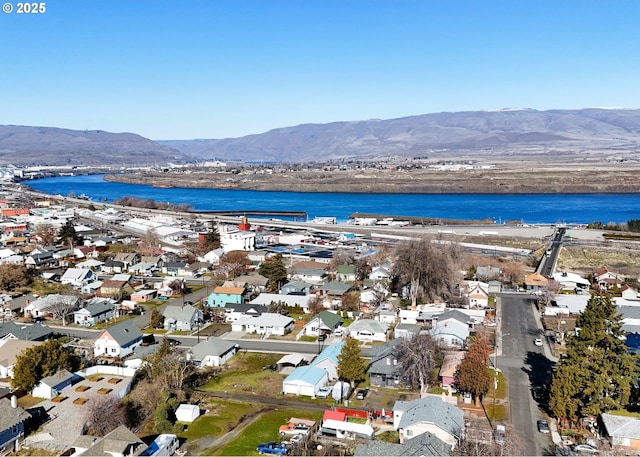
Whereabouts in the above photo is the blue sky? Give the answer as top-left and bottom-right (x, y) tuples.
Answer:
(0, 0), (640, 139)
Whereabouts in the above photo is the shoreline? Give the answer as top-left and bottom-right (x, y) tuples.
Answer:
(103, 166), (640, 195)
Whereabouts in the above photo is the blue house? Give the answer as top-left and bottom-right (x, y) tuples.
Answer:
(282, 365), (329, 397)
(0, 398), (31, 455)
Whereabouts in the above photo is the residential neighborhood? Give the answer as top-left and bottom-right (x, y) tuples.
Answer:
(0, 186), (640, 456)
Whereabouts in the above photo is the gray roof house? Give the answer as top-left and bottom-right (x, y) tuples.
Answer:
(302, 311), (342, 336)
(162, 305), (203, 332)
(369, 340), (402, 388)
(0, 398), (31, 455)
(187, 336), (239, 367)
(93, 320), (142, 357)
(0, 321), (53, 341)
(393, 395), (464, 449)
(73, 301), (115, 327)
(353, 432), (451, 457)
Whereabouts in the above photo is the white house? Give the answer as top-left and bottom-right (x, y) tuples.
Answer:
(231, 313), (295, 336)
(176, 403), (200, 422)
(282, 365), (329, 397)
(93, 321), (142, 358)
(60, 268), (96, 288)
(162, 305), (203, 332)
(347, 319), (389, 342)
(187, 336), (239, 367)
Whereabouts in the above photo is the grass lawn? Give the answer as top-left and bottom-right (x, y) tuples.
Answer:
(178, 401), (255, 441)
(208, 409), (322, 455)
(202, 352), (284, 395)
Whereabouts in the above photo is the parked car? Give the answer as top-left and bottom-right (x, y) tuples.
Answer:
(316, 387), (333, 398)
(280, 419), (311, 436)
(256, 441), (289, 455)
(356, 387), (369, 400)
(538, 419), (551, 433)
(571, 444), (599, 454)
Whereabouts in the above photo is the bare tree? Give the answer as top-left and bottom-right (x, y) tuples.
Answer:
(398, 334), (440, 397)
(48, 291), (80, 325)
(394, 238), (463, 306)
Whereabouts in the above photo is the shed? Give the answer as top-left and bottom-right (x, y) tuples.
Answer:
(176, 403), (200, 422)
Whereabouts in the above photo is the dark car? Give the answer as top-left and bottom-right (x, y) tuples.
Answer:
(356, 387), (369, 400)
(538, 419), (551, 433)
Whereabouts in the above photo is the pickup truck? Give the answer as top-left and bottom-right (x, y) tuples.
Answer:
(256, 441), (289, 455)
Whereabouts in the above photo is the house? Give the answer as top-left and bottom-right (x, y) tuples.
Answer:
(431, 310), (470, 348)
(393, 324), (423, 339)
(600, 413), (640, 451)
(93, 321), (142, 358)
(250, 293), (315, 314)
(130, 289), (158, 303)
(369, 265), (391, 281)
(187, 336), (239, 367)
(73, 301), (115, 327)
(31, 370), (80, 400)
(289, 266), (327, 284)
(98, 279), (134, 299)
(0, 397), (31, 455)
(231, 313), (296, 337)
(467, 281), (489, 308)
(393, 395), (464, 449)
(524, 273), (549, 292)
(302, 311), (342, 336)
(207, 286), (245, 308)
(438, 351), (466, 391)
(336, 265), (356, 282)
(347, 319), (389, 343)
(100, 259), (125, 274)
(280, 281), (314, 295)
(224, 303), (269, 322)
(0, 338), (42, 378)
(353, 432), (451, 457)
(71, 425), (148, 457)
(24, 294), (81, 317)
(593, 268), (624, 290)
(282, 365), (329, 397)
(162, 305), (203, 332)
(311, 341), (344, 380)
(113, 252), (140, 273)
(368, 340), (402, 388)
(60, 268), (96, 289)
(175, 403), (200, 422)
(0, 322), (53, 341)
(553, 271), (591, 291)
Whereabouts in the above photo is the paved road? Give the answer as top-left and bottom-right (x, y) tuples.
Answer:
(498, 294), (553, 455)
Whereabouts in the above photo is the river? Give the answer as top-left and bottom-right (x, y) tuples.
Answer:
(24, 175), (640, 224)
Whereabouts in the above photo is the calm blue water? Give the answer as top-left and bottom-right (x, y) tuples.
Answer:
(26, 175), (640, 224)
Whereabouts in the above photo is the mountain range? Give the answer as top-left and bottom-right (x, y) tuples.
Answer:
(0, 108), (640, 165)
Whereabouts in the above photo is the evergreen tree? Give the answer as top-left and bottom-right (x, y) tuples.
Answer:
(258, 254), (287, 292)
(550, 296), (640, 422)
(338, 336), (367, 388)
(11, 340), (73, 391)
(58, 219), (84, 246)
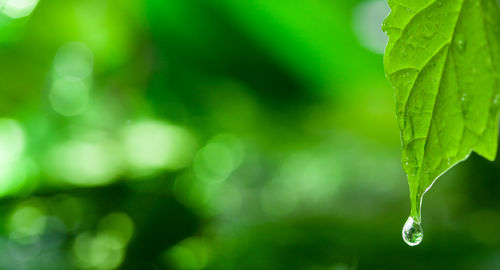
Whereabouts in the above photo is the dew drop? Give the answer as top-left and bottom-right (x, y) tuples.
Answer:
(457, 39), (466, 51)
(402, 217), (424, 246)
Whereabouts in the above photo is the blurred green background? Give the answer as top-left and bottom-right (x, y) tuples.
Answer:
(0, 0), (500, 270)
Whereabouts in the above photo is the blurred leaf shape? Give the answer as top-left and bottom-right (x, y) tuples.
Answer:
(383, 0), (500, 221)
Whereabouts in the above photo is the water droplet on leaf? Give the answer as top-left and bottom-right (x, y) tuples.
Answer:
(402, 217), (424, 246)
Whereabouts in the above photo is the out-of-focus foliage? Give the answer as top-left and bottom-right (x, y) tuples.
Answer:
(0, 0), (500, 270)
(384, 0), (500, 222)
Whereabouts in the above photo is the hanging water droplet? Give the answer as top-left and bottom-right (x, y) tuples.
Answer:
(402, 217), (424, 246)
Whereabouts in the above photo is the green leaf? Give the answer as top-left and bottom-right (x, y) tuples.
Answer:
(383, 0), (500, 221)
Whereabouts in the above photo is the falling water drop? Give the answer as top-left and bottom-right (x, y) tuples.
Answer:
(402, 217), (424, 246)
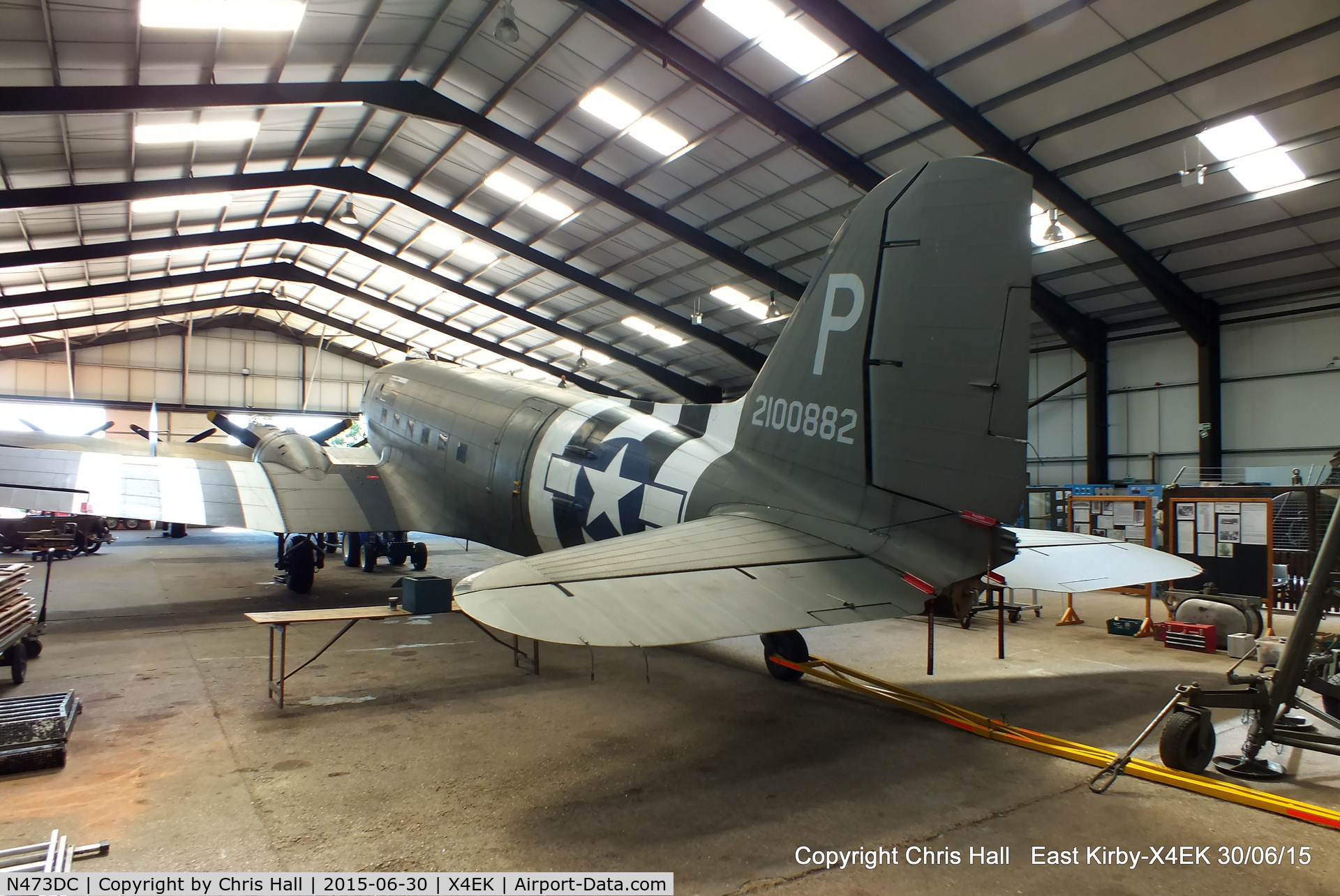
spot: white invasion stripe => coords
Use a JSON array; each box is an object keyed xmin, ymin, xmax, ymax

-- Job --
Extract each line of the items above that contains the string "blue".

-- Solution to the problem --
Whereabouts in the above photo is the blue sky? Give the answer as top-left and bottom-right (x, y) tuples.
Whereabouts in the above photo is the blue house? Give the answer as top-left and bottom-right (x, y) tuples.
Whereabouts in the above photo is the calm blue water? Give the answer as top-left and bottom-right (x, y) tuples.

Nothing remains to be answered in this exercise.